More than sixty years after Cicely Saunders started her revolution, palliative medicine is developing and rapidly advancing. Innovations and improvements in pain relief and symptom control continue to take place. From a medical perspective, symptom control in terminal cancer is usually very effective. But many more people are now dying from neurological conditions such as multiple sclerosis, or chronic respiratory or cardiac failure, bringing new challenges to creative and skilled caring. Research into improved care for those with chronic neurological and cardiorespiratory conditions is now a major focus, and incremental advances in palliative techniques and interventions continue to take place.
End of life or terminal care
It is often helpful to distinguish palliative care, which may continue for many weeks, months and even years, from end of life or terminal care, which is an important sub-section of palliative care. This is the care given to a person in the final hours of their life, a period usually covering a few hours up to 2-3 days. During this phase the person may be described as “actively dying”. The individual person may be fully conscious or may move in and out of consciousness. Control of unpleasant symptoms is even more critical than previously, and the family may need a great deal of intensive support at a very difficult time. This kind of care is often delivered in a hospice or a person’s own home where possible, with detailed attention to the needs of the whole person – their physical and mental symptoms, their need for relationships and family support, and their spiritual needs. However in some cases, particularly where there are complex symptoms or a patient is not fit enough to be transferred and death is imminent, end of life care is best given in hospital.
Using a slow infusion of pain-killers, anti-vomiting medication and mild but non-lethal sedatives, people can remain comfortable without hastening death. With skilled care many people remain conscious and able to communicate without being in marked discomfort or distress. It is generally recognised that it is helpful to identify the terminal phase in which the patient is “actively dying” so that unnecessary interventions can be stopped and appropriate care can be provided.
However diagnosing when death is imminent is a far more imprecise science than many lay people realise and accurate prediction of death in non-cancer patients is particularly difficult. The truth is that there are no very precise ways of telling accurately when a patient is in the last days of life.

◇ ◇ ◇

Tasks to complete =
1: Copy the palliative care text again, starting with "However diagnosing when" and going on through "days of life.", and switch "imprecise" to "uncertain".
2: Answer these questions on the palliative care text.
(a) Who started the revolution mentioned in the first sentence?
(b) How long does the period of end of life or terminal care usually last?
(c) What three kinds of drugs are given by slow infusion to keep people comfortable without hastening death?
You will not need the entries that come after this text.

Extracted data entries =
◇ ◇ ◇

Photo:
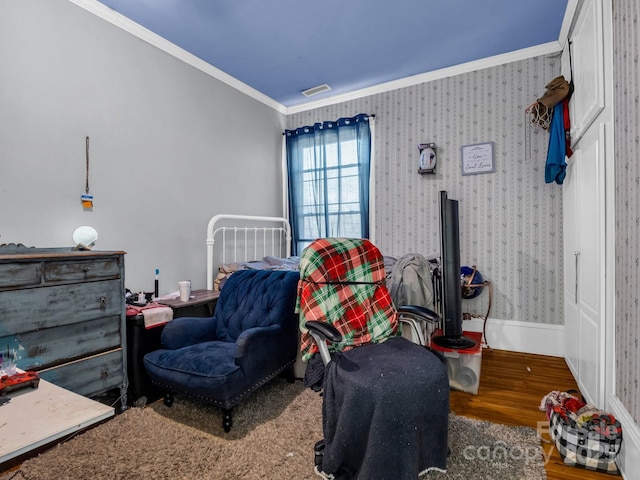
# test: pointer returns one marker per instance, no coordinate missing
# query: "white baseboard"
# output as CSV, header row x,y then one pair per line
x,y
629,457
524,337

◇ ◇ ◇

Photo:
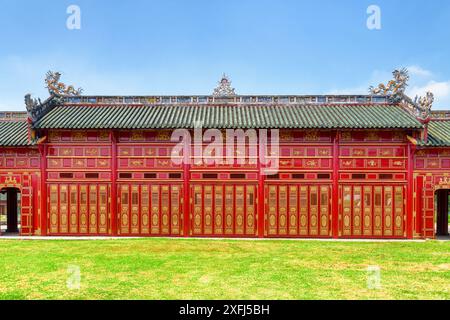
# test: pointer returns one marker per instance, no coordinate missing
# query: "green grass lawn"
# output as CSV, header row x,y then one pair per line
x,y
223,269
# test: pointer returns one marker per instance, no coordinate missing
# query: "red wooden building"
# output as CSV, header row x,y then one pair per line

◇ ◇ ◇

Task responses =
1:
However diagnosing when death is imminent is a far more uncertain science than many lay people realise and accurate prediction of death in non-cancer patients is particularly difficult. The truth is that there are no very precise ways of telling accurately when a patient is in the last days of life.

2:
(a) Cicely Saunders
(b) From a few hours up to 2-3 days
(c) Pain-killers, anti-vomiting medication and mild but non-lethal sedatives